▶ THE REQUEST:
Rename "vertices" to "points" throughout the following records, keeping everything else unchanged.

▶ DATA SECTION:

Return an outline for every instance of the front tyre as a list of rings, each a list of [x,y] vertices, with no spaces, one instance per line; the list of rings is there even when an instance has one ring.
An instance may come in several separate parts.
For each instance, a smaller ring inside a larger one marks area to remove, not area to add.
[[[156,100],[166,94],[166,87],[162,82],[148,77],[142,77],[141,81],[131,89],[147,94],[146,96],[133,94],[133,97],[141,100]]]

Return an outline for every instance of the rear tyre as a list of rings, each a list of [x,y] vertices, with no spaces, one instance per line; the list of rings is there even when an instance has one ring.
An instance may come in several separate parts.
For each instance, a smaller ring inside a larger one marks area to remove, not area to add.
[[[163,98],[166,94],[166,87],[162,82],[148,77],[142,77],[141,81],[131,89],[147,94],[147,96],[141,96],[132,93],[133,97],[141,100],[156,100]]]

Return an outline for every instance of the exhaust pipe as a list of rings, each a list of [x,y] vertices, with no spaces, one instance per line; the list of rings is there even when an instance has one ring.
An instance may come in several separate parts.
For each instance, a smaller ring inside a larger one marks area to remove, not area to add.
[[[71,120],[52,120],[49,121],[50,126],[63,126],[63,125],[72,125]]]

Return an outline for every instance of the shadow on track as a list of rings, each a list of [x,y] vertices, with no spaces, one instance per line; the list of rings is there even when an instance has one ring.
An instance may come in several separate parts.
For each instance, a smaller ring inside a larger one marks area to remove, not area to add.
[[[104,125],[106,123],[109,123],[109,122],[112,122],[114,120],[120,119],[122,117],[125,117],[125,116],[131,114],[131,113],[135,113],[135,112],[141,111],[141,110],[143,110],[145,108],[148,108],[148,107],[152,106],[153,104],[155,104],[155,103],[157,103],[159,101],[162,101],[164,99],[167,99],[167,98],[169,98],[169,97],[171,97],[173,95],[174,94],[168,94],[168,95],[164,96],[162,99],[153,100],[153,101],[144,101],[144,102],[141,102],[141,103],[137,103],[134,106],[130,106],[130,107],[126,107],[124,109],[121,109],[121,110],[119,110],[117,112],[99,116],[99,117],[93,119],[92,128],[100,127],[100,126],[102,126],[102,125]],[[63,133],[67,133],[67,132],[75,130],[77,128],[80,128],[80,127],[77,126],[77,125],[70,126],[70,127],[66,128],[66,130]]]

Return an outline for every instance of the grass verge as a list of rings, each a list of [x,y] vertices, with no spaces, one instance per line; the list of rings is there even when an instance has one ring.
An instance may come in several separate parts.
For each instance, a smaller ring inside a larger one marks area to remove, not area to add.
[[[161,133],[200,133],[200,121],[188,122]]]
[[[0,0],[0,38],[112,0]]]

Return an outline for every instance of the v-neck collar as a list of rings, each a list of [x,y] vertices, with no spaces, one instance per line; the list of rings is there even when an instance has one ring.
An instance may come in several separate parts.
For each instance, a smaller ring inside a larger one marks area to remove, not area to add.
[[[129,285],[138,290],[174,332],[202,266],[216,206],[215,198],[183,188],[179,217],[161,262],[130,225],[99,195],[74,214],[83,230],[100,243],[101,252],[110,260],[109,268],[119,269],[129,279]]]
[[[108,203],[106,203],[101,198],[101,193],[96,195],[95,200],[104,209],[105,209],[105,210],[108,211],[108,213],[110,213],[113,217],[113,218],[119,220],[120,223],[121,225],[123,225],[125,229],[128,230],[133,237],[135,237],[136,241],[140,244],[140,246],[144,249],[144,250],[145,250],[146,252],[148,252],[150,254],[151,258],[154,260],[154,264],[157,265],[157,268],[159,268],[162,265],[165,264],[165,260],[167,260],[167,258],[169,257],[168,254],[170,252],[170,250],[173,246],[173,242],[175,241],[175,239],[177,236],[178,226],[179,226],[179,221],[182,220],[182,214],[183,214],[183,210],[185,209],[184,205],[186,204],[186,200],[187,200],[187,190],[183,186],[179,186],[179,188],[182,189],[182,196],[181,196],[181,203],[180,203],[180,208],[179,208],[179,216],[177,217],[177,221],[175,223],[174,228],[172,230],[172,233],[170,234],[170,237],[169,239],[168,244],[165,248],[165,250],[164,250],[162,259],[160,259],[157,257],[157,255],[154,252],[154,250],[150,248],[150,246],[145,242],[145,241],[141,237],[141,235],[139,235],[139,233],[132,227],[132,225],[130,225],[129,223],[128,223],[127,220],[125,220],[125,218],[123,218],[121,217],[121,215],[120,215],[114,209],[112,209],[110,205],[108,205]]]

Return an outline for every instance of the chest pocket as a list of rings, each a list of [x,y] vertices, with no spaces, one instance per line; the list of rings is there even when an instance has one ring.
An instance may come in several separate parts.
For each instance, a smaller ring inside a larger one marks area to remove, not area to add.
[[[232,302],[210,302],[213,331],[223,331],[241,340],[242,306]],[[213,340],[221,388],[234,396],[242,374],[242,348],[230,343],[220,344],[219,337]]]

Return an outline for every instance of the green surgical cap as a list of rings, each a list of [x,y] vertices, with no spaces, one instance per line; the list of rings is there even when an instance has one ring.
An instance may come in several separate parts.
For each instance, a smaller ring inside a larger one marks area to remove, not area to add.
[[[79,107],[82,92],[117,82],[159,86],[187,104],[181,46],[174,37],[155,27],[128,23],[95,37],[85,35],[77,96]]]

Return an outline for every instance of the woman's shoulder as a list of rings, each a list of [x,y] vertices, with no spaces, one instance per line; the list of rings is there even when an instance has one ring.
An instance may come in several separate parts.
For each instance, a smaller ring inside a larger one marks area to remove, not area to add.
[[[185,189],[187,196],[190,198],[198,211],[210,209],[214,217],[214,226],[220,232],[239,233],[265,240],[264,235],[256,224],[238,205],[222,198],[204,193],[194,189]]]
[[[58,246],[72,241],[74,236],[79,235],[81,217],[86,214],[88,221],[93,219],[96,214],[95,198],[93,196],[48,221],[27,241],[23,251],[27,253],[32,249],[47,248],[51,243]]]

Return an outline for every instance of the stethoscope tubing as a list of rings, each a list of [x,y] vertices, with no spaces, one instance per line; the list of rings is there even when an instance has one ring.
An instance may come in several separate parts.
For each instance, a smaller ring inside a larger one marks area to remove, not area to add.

▶ RESPONSE BELOW:
Return an outline for every instance of the front tyre as a list of rings, each a list of [x,y] points, with no spaces, one instance per line; the list of rings is there even when an instance has one ring.
An instance may come in several separate parts.
For each instance, a smaller ring inside a larger one marks area to remove, not area to add.
[[[156,100],[166,94],[166,87],[162,82],[148,77],[142,77],[141,81],[131,89],[147,94],[146,96],[133,94],[133,97],[141,100]]]

Return an outline for every instance of the rear tyre as a list of rings, each a list of [x,y] points, with no spaces, one instance per line; the list of rings is there even when an instance has one ring.
An instance may come in several separate parts.
For each instance, a smaller ring inside a larger one marks area to remove, not area to add.
[[[163,98],[166,94],[166,87],[162,82],[148,77],[142,77],[141,81],[131,89],[147,94],[147,96],[141,96],[132,93],[133,97],[141,100],[156,100]]]

Return an outline for every instance of the exhaust pipe as a list of rings, each a list of [x,y] points, with no spaces, one instance per line; the list of rings is there even when an instance has one ring.
An instance may come in several separate parts.
For each instance, a smaller ring inside a larger one marks area to remove, not area to add.
[[[71,120],[52,120],[49,121],[50,126],[63,126],[63,125],[72,125]]]

Return an outline for every instance of the shadow on track as a list of rings, each a list of [x,y] points, with no spaces, one instance per line; the list of rings is there even when an instance has one ring.
An instance may come in several separate parts.
For each instance, a smaller ring inside a larger one marks area to remove, not area to add.
[[[104,125],[106,123],[109,123],[109,122],[112,122],[114,120],[120,119],[122,117],[125,117],[125,116],[131,114],[131,113],[135,113],[135,112],[141,111],[141,110],[143,110],[145,108],[148,108],[148,107],[152,106],[153,104],[155,104],[155,103],[157,103],[159,101],[162,101],[164,99],[167,99],[167,98],[169,98],[169,97],[171,97],[173,95],[174,94],[168,94],[168,95],[164,96],[162,99],[153,100],[153,101],[144,101],[144,102],[141,102],[141,103],[137,103],[134,106],[130,106],[130,107],[126,107],[124,109],[121,109],[121,110],[119,110],[117,112],[99,116],[99,117],[93,119],[92,128],[100,127],[100,126],[102,126],[102,125]],[[63,133],[67,133],[67,132],[75,130],[77,128],[80,128],[80,127],[77,126],[77,125],[70,126],[70,127],[66,128],[66,130]]]

Return an outline for every instance of the grass verge as a list of rings, each a list of [x,y] points, with no spaces, one instance per line; the list of rings is there even when an instance has one ring.
An instance may come in several separate parts.
For each instance, a smaller ring inside a larger one marks area to remove, not area to add.
[[[161,133],[200,133],[200,121],[188,122]]]
[[[0,0],[0,38],[112,0]]]

Return an outline for every instance of the v-neck collar as a list of rings, each a list of [x,y] points, with no spaces, one instance per line; the list of rings is there even when an instance has one ring.
An instance may come in several separate parts.
For each instance, a smaller ring inside a larger one marks area to remove, not area to add.
[[[129,285],[138,290],[174,332],[202,266],[216,206],[215,198],[183,188],[179,217],[161,262],[130,225],[99,195],[74,214],[83,230],[100,243],[101,252],[110,260],[109,268],[119,269],[129,279]]]
[[[108,203],[106,203],[101,198],[101,193],[96,195],[95,200],[104,209],[105,209],[105,210],[108,211],[108,213],[110,213],[113,217],[113,218],[119,220],[120,223],[121,225],[123,225],[125,229],[128,230],[133,237],[135,237],[136,241],[140,244],[140,246],[144,249],[144,250],[145,250],[146,252],[148,252],[150,254],[151,258],[154,260],[154,264],[157,265],[157,268],[159,268],[162,265],[165,264],[165,260],[167,260],[167,258],[169,257],[168,254],[170,252],[170,250],[173,246],[173,242],[175,241],[175,239],[177,236],[178,226],[179,226],[179,221],[182,220],[182,214],[183,214],[183,210],[185,209],[184,205],[186,204],[186,200],[187,200],[187,190],[183,186],[179,186],[179,188],[182,189],[182,196],[181,196],[181,203],[180,203],[180,208],[179,208],[179,216],[177,217],[177,221],[175,223],[174,228],[172,230],[172,233],[170,234],[170,237],[169,239],[168,244],[165,248],[165,250],[164,250],[162,259],[160,259],[157,257],[157,255],[154,252],[154,250],[150,248],[150,246],[145,242],[145,241],[141,237],[141,235],[139,235],[139,233],[132,227],[132,225],[130,225],[129,223],[128,223],[127,220],[125,220],[125,218],[123,218],[121,217],[121,215],[120,215],[114,209],[112,209],[110,205],[108,205]]]

Return an outline for every instance of the chest pocket as a list of rings, each a list of [x,y] points, with no spaces, one instance per line; the list of rings is there even when an instance has one ring.
An instance may come in several separate parts.
For each instance, a smaller ring inside a larger one marks area to remove, not area to add.
[[[232,302],[210,302],[213,331],[223,331],[241,340],[242,306]],[[213,340],[221,388],[234,396],[242,374],[242,348],[230,343],[220,344],[219,337]]]

Return an outline for every instance of the green surgical cap as a list of rings, each a list of [x,y] points, with no spaces, one instance per line; the list of rings is there even when an instance has one ring.
An instance may come in several separate parts.
For each instance, a smaller ring inside a larger one marks area to remove, not area to add.
[[[79,107],[82,92],[117,82],[159,86],[187,104],[181,46],[174,37],[155,27],[128,23],[95,37],[85,35],[77,96]]]

Return an outline for every instance of the woman's shoulder as a list of rings, each a list of [x,y] points, with no spaces, one instance per line; the list of rings is there even when an instance has one ring.
An instance may come in several separate parts.
For each instance, a smaller ring inside a larger one marks area to remove, not area to add.
[[[185,189],[187,196],[190,198],[198,211],[210,209],[214,217],[214,226],[220,232],[239,233],[265,240],[264,235],[256,224],[238,205],[222,198],[204,193],[194,189]]]
[[[58,246],[72,241],[74,236],[79,235],[81,217],[86,214],[88,221],[93,219],[96,214],[95,198],[93,196],[48,221],[27,241],[23,251],[27,253],[32,249],[47,248],[51,243]]]

Return an outline for every instance of the stethoscope tubing as a list of rings, each a list of [x,y] points, with no spaces, one instance per line; the list of rings is there even when an instance has one ring.
An instance may come in several separate parts.
For each instance, a smaller ring inside a larger one marks area to remove, not area to add.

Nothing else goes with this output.